### TO BE DONE:
**A.** Decide whether each statement agrees with the NIST dataset introduction below. For each one, answer yes or no and quote the deciding words: (i) the dataset came from the National Institute of Standards and Technology; (ii) productive time includes interruptions; (iii) the part in the data was manufactured without interruptions.
**B.** How does the NIST dataset introduction below define productive time?

### TEXT EXCERPT:
☆ ☆ ☆

Introduction
For a real life working example, we have this dataset graciously provided to us by the National Institute of Standards and Technology (http://www.nist.gov/) for one of their test bed parts. We will be trying to solve the first example from the introduction, which was a real problem faced by the NIST researchers. As we walk through each step of the exploratory process, you will understand how you can use similar techniques to solve similar issues that you might have with your Machine Tools.
Problem Statement
Accurately estimate the productive time of a part, from the data of a part that was manufactured with interruptions. Productive time is defined as the time taken by the machine to complete the part excluding interruptions and inefficiencies.

☆ ☆ ☆

### RECORDS:
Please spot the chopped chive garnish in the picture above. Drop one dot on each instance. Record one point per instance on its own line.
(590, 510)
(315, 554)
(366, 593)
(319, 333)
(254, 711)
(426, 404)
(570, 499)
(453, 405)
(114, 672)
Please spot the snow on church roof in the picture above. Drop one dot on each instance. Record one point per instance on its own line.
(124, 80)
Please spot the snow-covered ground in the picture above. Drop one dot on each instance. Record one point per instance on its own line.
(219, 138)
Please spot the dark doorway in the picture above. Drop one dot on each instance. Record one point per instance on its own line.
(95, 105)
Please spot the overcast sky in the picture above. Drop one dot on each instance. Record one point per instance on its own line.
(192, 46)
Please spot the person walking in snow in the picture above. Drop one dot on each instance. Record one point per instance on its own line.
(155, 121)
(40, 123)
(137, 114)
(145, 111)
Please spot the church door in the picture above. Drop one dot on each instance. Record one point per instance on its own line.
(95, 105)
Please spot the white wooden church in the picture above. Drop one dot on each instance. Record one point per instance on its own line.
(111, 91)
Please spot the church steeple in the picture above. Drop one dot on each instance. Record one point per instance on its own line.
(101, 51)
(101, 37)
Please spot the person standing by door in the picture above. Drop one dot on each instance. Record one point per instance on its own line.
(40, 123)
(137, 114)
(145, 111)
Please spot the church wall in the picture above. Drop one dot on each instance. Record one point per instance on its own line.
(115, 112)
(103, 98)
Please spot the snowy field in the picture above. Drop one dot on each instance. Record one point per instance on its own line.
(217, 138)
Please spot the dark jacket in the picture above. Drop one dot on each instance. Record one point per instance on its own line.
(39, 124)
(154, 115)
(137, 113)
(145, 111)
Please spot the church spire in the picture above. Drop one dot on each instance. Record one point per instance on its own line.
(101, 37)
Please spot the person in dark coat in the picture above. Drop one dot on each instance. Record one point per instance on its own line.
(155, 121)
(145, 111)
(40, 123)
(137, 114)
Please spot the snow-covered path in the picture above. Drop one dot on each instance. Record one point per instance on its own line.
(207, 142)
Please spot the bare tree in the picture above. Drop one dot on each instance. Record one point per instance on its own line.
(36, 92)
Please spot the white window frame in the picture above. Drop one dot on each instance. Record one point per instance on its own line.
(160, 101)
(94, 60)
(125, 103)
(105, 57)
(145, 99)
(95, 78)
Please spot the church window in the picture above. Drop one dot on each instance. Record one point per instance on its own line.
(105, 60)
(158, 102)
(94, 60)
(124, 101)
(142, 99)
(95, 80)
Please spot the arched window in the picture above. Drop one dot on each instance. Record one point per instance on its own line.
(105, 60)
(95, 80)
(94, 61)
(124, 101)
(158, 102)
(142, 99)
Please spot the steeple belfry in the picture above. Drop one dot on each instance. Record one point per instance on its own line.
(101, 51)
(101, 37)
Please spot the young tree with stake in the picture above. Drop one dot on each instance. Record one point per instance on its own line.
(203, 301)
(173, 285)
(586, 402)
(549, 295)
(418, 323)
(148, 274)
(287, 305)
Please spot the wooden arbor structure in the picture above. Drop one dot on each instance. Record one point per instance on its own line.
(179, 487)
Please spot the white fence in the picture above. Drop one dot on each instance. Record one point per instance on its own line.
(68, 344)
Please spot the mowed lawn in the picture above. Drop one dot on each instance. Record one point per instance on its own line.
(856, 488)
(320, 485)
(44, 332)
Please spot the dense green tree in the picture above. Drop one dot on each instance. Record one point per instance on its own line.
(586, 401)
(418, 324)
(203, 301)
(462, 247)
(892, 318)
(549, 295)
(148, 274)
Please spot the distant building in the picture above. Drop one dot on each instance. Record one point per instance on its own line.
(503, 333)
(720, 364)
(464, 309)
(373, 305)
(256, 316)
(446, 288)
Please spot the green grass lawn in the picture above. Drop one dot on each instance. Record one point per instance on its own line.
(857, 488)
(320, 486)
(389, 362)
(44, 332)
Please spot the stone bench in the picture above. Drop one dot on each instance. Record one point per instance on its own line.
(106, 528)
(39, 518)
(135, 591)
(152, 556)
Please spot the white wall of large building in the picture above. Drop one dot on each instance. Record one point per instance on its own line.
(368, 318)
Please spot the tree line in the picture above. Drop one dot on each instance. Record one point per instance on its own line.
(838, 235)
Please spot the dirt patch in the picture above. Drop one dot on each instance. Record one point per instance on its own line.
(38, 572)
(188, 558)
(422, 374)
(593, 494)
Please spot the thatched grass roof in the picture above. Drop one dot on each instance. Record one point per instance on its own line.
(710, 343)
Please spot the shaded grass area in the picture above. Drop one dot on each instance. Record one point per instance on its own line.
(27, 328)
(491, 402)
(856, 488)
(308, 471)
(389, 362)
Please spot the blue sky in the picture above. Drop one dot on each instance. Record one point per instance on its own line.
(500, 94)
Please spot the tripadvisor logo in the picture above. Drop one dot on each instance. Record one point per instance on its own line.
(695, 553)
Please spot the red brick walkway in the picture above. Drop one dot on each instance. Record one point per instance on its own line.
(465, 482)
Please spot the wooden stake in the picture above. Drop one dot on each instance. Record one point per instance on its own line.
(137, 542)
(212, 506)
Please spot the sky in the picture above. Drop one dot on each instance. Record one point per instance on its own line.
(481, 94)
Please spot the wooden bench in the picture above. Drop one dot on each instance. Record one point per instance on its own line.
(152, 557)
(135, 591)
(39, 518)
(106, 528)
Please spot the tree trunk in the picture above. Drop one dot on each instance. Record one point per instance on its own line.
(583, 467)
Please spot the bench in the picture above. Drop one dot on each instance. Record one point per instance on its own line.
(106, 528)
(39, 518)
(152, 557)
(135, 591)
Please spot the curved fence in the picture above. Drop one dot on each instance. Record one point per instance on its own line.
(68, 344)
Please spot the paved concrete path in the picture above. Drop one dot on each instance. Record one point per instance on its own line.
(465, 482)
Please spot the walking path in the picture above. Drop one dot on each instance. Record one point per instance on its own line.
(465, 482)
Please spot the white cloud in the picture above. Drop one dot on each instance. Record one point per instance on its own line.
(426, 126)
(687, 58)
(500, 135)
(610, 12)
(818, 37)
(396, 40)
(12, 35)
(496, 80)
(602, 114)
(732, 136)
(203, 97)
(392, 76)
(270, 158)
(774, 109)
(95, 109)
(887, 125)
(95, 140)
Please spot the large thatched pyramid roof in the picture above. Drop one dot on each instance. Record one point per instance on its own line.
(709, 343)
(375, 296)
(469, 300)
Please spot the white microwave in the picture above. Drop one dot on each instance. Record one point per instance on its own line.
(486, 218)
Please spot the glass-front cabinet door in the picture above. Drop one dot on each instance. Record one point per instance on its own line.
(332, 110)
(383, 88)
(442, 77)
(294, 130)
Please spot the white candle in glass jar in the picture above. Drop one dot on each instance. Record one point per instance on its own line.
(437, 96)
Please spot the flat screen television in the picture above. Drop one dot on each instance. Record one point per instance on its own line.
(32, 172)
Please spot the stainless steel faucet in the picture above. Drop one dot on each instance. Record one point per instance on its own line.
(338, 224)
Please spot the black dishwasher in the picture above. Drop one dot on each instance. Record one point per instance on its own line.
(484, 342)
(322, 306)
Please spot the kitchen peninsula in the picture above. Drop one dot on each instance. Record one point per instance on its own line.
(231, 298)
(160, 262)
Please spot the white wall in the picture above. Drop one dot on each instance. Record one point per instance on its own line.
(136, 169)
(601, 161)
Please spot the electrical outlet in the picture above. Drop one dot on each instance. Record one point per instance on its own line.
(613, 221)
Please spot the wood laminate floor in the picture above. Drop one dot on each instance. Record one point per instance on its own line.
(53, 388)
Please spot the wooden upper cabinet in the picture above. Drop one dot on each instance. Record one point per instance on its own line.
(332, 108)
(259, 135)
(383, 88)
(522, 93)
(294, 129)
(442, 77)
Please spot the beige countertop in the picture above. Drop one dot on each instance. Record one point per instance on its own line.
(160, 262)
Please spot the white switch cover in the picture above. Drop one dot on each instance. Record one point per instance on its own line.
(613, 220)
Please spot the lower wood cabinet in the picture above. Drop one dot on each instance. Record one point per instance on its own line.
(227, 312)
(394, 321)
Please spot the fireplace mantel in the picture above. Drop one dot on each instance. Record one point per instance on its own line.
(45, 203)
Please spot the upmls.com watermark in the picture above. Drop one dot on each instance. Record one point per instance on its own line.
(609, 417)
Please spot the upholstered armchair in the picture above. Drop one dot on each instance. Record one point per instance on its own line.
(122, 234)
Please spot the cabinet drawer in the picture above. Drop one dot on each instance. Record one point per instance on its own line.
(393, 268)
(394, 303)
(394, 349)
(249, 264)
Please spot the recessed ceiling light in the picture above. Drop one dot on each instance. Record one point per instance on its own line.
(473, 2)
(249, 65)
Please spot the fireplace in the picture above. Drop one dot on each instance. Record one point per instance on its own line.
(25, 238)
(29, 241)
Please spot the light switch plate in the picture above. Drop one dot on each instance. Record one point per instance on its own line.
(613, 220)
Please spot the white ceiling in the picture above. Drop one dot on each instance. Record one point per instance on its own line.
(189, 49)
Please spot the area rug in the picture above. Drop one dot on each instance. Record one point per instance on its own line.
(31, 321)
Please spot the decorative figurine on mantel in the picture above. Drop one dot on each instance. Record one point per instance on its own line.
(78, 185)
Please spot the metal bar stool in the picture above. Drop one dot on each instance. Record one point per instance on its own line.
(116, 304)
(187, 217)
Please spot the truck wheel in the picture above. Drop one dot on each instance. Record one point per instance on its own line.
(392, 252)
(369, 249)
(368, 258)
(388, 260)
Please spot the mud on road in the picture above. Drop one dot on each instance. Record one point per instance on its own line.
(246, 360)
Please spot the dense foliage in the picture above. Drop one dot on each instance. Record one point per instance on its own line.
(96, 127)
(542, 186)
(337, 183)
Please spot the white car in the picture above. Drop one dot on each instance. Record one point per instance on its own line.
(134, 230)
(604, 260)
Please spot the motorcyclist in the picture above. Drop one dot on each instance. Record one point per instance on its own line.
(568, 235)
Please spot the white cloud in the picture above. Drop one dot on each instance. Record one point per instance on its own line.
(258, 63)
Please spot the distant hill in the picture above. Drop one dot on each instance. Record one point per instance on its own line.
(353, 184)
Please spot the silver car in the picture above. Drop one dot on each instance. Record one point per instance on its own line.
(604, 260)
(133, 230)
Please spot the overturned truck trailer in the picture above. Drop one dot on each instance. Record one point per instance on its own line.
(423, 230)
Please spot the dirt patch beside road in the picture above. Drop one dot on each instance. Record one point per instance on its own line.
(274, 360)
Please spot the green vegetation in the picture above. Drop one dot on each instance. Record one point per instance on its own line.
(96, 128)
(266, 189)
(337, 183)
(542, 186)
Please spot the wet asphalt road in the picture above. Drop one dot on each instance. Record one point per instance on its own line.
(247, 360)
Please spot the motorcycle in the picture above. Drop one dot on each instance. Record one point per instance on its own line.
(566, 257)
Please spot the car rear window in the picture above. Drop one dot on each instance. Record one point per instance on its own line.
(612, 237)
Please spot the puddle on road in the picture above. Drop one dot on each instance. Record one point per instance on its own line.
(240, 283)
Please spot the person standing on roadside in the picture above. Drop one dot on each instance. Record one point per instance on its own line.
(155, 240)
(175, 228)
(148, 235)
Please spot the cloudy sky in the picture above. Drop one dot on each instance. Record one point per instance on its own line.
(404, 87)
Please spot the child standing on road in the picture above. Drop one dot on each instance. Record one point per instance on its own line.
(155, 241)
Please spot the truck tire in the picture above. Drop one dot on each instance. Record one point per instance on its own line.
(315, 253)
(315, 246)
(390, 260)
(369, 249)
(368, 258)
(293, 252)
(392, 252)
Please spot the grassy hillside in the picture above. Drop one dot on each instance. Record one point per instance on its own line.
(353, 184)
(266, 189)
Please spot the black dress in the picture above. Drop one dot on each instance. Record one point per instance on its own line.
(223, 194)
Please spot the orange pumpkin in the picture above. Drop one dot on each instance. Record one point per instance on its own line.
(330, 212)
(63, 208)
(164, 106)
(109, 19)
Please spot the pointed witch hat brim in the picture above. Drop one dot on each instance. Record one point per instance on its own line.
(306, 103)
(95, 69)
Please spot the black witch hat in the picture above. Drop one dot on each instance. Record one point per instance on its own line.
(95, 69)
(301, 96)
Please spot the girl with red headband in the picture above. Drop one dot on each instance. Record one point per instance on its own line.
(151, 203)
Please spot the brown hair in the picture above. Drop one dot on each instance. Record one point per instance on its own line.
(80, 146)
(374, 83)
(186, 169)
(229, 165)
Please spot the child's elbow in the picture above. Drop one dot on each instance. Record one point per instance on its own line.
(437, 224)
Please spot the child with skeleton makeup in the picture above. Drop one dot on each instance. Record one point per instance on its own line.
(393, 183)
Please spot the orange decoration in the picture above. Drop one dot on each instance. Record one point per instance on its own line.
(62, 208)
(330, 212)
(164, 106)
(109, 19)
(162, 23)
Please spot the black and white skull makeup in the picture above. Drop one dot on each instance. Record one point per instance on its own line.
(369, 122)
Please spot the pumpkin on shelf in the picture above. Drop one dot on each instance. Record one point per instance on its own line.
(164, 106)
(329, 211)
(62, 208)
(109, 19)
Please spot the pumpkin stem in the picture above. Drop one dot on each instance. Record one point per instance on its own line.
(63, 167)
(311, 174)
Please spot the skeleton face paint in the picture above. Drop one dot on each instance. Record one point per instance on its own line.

☆ ☆ ☆

### ANSWERS PER TASK:
**A.**
(i) Yes: "graciously provided to us by the National Institute of Standards and Technology"
(ii) No: "excluding interruptions and inefficiencies"
(iii) No: "a part that was manufactured with interruptions"

**B.** Productive time is the time the machine takes to complete the part, excluding interruptions and inefficiencies.